Tangles & Plaques

Kirsten Riiber and her colleagues at Chicago’s Neo-Futurist Theater bring dementia to life on stage and educate younger generations about the disease.
Cast of Tangles & Plaques | Photo Credit: Joe Mazza

As a member of Chicago’s Neo-Futurist Theater, KR Riiber might have guessed that her day job as an activities director at a local retirement home would influence her acting work.  Riiber was awestruck at the similarities between dementia therapy and theater, and so in 2017 began performances of Tangles and Plaques, a play about Alzheimer’s disease and dementia. 

“What you find with dementia is that you’re hearing the same story a lot of the time,” KR says.  “But as an actor, we’re trained to do that.  Like playing a scene over and over again, but you always treat it like it’s the very first time.”

------------------------------

## Task prompt
Pick up the Tangles and Plaques article after its final sentence and continue writing it. The material that comes next is not needed for the task.

------------------------------

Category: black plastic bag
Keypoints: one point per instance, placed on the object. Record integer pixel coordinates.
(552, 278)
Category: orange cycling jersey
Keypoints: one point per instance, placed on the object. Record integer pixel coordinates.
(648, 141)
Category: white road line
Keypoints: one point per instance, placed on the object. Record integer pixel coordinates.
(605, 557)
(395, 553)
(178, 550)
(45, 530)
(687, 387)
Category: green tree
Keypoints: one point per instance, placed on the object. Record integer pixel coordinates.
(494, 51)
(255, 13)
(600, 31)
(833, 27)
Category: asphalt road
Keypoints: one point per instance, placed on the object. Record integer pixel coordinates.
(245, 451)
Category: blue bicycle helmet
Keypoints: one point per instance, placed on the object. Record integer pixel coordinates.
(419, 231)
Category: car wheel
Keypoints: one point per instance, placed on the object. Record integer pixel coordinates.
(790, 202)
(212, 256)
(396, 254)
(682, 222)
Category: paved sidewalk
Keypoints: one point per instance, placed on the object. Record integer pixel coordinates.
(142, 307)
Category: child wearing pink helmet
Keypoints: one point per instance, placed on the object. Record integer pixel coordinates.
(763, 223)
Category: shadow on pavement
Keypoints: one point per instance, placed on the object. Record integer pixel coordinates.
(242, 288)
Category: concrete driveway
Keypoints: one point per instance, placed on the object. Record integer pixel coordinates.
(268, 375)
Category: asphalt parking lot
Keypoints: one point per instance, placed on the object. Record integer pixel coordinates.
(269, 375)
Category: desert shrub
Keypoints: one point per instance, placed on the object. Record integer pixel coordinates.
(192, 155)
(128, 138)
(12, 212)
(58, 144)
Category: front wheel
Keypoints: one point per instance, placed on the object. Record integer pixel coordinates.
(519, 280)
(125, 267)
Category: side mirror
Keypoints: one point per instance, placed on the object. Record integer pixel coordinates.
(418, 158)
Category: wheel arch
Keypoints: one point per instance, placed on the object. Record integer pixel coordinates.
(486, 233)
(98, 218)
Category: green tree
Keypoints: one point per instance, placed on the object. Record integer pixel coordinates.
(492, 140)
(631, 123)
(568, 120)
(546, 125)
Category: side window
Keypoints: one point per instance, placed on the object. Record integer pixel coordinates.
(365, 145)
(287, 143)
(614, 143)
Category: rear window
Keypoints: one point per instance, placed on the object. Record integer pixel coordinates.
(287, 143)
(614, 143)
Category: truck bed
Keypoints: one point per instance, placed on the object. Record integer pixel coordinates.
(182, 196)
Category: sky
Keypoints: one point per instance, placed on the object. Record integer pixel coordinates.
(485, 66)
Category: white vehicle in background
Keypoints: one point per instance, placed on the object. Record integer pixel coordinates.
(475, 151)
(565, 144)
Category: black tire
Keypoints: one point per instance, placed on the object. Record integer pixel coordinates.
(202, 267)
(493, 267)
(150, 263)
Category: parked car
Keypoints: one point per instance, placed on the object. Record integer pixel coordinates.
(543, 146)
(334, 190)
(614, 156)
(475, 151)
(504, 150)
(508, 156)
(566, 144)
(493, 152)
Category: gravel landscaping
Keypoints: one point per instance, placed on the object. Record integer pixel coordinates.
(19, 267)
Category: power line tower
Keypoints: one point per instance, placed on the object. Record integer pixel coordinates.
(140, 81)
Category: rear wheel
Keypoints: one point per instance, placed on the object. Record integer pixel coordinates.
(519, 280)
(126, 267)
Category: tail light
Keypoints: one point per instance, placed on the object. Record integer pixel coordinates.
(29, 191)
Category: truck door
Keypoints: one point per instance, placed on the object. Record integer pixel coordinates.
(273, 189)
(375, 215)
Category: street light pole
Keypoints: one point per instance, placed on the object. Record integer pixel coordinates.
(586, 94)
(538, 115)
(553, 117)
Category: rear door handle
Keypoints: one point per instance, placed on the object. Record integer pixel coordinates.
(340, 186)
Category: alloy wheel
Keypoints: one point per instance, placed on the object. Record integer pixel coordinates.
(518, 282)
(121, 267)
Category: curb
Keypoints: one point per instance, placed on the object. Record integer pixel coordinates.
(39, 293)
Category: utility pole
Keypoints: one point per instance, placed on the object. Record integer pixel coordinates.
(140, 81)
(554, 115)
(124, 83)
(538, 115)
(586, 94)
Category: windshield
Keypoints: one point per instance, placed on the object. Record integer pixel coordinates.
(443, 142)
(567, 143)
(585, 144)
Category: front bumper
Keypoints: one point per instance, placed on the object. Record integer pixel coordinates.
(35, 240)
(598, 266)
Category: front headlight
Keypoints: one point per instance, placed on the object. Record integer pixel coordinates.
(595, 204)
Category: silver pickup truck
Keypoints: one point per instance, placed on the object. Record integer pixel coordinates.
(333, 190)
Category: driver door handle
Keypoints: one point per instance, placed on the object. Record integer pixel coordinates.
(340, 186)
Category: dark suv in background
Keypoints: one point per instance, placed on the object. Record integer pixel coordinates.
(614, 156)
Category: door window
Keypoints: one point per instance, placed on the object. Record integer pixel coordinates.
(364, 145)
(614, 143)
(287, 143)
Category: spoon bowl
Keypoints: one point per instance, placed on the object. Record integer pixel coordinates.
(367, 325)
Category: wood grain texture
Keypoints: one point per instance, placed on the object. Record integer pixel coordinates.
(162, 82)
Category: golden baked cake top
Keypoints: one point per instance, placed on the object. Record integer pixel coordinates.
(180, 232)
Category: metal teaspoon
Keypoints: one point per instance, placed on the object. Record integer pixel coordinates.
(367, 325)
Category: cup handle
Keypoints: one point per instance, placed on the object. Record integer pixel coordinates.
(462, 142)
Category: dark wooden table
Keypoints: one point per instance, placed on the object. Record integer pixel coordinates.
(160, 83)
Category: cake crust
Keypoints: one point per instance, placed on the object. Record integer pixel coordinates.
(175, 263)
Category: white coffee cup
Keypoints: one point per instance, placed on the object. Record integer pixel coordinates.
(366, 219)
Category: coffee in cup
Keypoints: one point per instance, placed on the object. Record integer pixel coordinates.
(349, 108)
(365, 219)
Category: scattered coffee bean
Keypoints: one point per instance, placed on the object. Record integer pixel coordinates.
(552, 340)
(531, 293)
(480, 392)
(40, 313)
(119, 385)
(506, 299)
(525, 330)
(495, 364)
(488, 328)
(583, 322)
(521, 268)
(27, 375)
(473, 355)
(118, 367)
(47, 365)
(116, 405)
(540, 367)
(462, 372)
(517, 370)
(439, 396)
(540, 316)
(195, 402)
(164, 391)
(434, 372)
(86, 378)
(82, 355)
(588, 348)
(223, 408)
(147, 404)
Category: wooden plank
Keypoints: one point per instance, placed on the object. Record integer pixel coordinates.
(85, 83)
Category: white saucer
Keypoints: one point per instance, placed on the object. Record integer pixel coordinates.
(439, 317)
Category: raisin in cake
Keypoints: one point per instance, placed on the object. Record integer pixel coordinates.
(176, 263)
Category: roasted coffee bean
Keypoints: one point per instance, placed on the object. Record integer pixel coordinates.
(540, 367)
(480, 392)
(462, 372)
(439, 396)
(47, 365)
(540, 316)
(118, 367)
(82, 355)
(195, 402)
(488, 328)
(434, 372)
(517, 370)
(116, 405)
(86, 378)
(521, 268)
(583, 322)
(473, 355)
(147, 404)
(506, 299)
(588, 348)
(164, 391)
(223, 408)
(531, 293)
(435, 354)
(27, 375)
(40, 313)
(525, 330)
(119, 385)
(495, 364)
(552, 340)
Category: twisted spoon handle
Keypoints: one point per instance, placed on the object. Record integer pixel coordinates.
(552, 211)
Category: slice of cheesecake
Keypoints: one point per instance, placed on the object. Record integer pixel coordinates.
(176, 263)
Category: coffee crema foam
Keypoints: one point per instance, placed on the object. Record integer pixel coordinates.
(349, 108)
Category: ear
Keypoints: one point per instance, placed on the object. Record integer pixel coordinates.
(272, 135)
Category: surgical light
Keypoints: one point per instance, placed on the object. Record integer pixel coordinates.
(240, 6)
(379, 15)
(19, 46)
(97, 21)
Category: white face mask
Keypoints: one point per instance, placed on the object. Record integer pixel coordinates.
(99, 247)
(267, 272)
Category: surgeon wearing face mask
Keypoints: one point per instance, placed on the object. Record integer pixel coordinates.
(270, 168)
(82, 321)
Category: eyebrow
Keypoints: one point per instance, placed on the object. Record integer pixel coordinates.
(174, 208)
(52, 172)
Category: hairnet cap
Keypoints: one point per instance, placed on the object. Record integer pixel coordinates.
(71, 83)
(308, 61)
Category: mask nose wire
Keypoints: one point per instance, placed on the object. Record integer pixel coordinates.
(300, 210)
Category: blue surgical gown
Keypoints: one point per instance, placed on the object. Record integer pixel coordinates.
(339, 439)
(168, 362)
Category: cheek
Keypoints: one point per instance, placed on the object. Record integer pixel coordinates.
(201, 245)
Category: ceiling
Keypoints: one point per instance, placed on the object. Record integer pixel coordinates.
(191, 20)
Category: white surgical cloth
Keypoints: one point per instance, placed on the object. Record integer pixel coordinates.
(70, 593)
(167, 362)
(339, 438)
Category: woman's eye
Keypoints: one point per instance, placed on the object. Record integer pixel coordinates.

------------------------------

## Written response
Cast of Tangles & Plaques | Photo Credit: Joe Mazza
Photo Credit: Joe Mazza

Tangles and Plaques is a three-act play demonstrating dementia immersion and therapeutic techniques, shown again in 2018 and 2019. Since then, it’s been adapted into three-hour workshops that demonstrate therapeutic exercises with the purpose of helping young people to understand and relate to dementia and memory care.  

“Statistically speaking, my generation will become a generation of caregivers for the elderly,’” KR says, and so the show is geared toward future caregivers, specifically millennials, with a distinct 90s theme at parts.

“The feeling we got from it was that this isn’t being talked about enough,” says KR,  “and there are people who are craving these conversations.” 

As the production came to an end, KR found that audience members of all ages were staying in their seats wanting to talk more. Talkbacks were introduced to give the audience a forum for asking questions and sharing experiences. 

To start the conversation, KR asked the audience if the performance resonated with them or seemed familiar. 

Cast of Tangles & Plaques | Photo Credit: Joe Mazza
Photo Credit: Joe Mazza

“Looking around this room, every hand is raised,” she describes, “my hair’s standing up just thinking about it, because that’s exactly what we wanted to accomplish: The feeling that you aren’t alone in this.”

The message KR largely received from the audience: We need more.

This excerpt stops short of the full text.